### INSTRUCTIONS FOR THE TASK:
Please answer these questions about the German shepherd puppy thread below.
1. What two puppy ages label the pictures in the first post?
2. What absence does Xeph call blasphemy?
3. Which litter does Equinox say should have some sable puppies?

### DOCUMENT SEGMENT:
+---+

# My German shepherd puppy, almost 3 weeks old!



## Equinox (Nov 11, 2008)

Here is baby Trent, I still have no idea which one of these furballs is actually him, but they are ADORABLE!! Look at how fluffy and fat they are, I can't believe they're going to grow up to be German shepherd dogs. 

At 20 days









At 14 days


----------



## BentletheYentle (Oct 6, 2008)

AWWW!!! They're all such cute little fluff balls! GSD's are the cutest freakin' puppies  That's so exciting for you. You definitely have to share more pictures once you know which one he is for sure!


----------



## lizalots (Aug 29, 2008)

Sooooooooo cute! Makes me want a puppy again!


----------



## Xeph (May 7, 2007)

ACK! No SABLES?! BLASPHEMY!!!!

Freakin' cute blasphemy though xD!


----------



## Equinox (Nov 11, 2008)

"Q" and "R" Litters are all completely black and red/black and tan. "S" Litter should have some sables puppers. 

'nyway, he bes my blasphemy and I luff him. Even if I have NO idea which one he is. Maybe I'll just take 'em all home.


----------



## Blizzard (Jan 18, 2009)

They are so cute! I just want to cuddle them.


----------



## upendi'smommy (Nov 12, 2008)

They are adorable! You definitely have to post more pictures when you find out which baby is yours!

+---+

Items listed in the dataset

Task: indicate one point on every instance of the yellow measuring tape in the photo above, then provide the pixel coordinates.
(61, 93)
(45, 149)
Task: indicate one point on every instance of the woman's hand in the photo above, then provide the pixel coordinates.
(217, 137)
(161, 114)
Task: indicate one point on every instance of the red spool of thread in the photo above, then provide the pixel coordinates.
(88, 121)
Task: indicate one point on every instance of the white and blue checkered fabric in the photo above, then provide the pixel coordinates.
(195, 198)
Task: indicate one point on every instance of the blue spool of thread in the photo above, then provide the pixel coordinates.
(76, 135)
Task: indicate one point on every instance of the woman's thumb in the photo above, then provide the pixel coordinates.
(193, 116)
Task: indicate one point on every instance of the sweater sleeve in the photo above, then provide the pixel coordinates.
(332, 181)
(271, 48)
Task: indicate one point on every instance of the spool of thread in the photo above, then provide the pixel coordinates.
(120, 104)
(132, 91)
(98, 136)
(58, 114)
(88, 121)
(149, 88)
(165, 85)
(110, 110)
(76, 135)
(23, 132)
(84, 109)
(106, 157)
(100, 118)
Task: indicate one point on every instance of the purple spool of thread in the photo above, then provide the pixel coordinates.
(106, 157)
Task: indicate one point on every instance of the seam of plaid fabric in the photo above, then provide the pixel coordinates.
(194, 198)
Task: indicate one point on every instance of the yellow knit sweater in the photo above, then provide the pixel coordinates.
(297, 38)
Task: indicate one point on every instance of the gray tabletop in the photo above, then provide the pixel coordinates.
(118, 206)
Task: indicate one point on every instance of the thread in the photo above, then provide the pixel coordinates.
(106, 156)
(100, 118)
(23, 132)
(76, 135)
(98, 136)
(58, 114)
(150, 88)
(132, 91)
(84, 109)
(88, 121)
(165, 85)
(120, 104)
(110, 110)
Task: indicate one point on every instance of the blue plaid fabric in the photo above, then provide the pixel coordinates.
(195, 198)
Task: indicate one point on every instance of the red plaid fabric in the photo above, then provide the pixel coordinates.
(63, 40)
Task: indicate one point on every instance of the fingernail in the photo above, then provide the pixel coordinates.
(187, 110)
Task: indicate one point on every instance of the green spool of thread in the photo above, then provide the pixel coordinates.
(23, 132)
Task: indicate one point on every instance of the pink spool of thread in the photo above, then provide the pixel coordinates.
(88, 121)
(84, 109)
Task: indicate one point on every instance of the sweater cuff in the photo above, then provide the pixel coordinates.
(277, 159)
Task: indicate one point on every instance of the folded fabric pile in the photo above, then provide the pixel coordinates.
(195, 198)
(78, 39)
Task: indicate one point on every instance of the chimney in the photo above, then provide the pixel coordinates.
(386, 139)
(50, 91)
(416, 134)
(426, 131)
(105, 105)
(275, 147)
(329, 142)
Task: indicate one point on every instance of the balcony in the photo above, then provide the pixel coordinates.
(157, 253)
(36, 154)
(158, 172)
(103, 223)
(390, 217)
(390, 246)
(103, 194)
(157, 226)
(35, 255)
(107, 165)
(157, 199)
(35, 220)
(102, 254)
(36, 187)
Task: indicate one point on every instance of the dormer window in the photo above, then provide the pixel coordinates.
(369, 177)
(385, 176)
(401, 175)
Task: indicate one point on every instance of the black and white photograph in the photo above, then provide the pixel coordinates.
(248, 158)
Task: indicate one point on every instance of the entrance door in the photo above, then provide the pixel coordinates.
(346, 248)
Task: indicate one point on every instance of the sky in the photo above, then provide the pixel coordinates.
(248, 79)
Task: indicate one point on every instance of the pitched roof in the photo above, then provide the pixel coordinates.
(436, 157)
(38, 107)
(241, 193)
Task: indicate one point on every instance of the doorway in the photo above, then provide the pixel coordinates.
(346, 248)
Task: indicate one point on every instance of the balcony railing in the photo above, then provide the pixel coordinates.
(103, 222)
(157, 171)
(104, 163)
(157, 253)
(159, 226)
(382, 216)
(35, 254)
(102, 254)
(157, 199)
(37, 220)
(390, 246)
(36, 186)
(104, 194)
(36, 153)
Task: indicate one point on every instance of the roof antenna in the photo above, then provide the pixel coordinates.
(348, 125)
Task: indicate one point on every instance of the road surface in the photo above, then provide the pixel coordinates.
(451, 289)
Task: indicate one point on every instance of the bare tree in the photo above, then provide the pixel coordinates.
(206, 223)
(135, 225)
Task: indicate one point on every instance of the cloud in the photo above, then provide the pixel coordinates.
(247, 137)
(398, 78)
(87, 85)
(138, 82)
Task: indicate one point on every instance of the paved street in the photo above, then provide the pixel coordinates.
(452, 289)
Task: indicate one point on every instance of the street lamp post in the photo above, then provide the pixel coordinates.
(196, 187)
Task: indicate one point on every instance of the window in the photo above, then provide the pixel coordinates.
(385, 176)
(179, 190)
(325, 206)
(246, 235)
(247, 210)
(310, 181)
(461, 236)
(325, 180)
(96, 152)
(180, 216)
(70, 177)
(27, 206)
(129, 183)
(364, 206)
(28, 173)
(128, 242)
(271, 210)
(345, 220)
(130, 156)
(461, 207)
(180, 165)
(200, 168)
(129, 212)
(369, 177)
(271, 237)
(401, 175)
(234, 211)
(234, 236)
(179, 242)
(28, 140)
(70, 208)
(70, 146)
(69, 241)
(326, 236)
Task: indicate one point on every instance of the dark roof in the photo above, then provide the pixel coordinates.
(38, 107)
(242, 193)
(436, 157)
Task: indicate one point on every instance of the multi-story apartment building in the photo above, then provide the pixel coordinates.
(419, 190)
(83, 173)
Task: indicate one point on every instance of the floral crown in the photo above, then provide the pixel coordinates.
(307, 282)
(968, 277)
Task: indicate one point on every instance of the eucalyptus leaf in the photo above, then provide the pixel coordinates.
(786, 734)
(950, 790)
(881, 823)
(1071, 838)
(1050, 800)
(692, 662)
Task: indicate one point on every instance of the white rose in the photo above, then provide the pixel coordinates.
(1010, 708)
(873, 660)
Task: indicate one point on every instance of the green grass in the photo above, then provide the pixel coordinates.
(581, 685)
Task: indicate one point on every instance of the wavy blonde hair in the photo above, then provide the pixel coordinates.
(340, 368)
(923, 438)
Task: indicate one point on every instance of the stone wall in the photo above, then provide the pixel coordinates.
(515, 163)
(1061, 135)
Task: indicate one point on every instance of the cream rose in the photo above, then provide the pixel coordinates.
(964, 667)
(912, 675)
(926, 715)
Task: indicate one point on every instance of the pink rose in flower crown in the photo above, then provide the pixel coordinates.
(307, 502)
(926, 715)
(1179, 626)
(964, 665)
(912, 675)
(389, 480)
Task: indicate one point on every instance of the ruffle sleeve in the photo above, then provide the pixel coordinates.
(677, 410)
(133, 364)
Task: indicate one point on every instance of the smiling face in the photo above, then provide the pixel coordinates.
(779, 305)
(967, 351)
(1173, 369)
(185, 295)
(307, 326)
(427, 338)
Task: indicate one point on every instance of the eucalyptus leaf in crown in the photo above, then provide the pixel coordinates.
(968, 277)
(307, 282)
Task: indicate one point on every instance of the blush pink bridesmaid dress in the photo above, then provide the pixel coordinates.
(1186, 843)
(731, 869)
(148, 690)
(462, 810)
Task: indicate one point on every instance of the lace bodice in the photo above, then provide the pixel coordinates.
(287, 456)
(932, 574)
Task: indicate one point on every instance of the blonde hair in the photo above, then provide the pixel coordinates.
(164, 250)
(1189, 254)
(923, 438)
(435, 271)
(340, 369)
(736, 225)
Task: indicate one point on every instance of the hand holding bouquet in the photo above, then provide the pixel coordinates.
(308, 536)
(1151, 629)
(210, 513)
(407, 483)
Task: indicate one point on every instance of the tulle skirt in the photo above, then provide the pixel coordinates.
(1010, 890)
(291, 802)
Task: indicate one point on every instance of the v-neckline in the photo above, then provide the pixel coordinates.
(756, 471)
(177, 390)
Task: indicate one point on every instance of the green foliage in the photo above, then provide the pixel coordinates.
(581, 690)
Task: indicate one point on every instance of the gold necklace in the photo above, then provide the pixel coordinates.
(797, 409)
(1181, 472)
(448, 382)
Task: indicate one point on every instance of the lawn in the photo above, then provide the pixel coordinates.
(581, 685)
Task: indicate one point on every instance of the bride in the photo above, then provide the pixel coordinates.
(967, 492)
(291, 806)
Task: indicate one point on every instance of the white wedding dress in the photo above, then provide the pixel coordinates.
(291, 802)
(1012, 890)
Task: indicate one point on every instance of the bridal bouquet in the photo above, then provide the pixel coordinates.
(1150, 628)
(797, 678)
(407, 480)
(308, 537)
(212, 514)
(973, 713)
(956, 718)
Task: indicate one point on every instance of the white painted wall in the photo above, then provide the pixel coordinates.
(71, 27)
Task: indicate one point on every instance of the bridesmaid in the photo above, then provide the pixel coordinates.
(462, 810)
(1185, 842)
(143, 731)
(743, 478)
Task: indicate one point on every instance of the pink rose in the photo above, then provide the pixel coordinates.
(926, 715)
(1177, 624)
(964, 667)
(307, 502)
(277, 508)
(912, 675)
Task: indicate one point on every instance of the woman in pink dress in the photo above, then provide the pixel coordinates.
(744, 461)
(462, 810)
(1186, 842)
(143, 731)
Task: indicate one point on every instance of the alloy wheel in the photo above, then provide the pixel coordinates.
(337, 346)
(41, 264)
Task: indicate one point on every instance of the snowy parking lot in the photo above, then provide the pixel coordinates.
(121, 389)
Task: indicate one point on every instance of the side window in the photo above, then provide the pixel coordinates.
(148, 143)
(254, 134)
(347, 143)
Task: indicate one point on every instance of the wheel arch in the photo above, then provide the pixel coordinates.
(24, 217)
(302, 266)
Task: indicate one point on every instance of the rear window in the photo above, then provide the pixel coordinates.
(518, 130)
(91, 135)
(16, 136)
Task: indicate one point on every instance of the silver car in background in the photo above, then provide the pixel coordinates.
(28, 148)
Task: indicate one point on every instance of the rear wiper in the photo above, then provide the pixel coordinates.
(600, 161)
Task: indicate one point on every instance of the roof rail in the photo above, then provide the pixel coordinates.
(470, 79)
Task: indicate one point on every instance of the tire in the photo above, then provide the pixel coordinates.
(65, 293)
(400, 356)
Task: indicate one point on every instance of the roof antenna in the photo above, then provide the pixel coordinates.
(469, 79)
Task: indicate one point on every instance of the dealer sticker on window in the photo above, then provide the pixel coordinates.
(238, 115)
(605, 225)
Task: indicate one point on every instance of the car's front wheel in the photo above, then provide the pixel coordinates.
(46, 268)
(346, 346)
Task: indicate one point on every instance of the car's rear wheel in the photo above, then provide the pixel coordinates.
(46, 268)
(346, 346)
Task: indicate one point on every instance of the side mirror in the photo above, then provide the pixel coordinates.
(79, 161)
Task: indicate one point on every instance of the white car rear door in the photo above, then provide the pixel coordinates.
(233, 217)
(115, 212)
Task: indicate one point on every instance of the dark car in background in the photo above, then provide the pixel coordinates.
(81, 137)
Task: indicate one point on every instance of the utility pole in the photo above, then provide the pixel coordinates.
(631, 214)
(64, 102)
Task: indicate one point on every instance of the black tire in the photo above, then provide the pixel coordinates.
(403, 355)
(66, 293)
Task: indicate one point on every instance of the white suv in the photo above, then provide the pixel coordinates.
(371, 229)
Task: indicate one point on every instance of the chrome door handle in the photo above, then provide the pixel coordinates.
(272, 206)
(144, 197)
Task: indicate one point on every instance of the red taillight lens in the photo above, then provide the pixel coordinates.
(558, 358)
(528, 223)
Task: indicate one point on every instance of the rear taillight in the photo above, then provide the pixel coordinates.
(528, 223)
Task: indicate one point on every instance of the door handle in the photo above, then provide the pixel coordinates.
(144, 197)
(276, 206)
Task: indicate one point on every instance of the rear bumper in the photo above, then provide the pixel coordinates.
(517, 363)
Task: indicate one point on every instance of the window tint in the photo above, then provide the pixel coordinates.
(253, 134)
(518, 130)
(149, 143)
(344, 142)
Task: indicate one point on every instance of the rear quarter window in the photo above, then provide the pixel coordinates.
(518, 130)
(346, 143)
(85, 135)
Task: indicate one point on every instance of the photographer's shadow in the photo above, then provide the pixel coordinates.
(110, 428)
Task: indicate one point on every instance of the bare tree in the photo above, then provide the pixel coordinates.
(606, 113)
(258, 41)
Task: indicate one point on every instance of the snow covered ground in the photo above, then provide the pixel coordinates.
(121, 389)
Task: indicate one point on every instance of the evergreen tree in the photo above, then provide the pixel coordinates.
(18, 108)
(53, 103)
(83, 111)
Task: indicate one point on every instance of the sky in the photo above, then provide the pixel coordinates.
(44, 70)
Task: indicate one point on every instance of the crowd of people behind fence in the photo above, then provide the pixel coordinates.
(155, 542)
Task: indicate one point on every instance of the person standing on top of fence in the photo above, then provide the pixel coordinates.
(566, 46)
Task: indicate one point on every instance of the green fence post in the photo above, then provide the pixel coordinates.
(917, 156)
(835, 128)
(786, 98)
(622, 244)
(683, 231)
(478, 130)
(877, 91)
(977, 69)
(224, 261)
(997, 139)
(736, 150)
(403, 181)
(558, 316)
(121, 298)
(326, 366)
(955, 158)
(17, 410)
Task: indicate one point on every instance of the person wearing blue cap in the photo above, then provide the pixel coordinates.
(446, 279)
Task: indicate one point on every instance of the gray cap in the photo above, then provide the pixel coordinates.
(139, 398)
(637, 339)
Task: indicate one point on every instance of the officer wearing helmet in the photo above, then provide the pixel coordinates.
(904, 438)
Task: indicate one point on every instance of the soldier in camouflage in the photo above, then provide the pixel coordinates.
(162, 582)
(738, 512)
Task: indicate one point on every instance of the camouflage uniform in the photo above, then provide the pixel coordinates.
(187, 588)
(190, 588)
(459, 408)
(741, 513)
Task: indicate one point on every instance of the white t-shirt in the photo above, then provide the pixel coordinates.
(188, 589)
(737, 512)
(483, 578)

+---+

### SOLUTION FOR THIS EXERCISE:
1. 20 days and 14 days.
2. The lack of sables.
3. The "S" litter.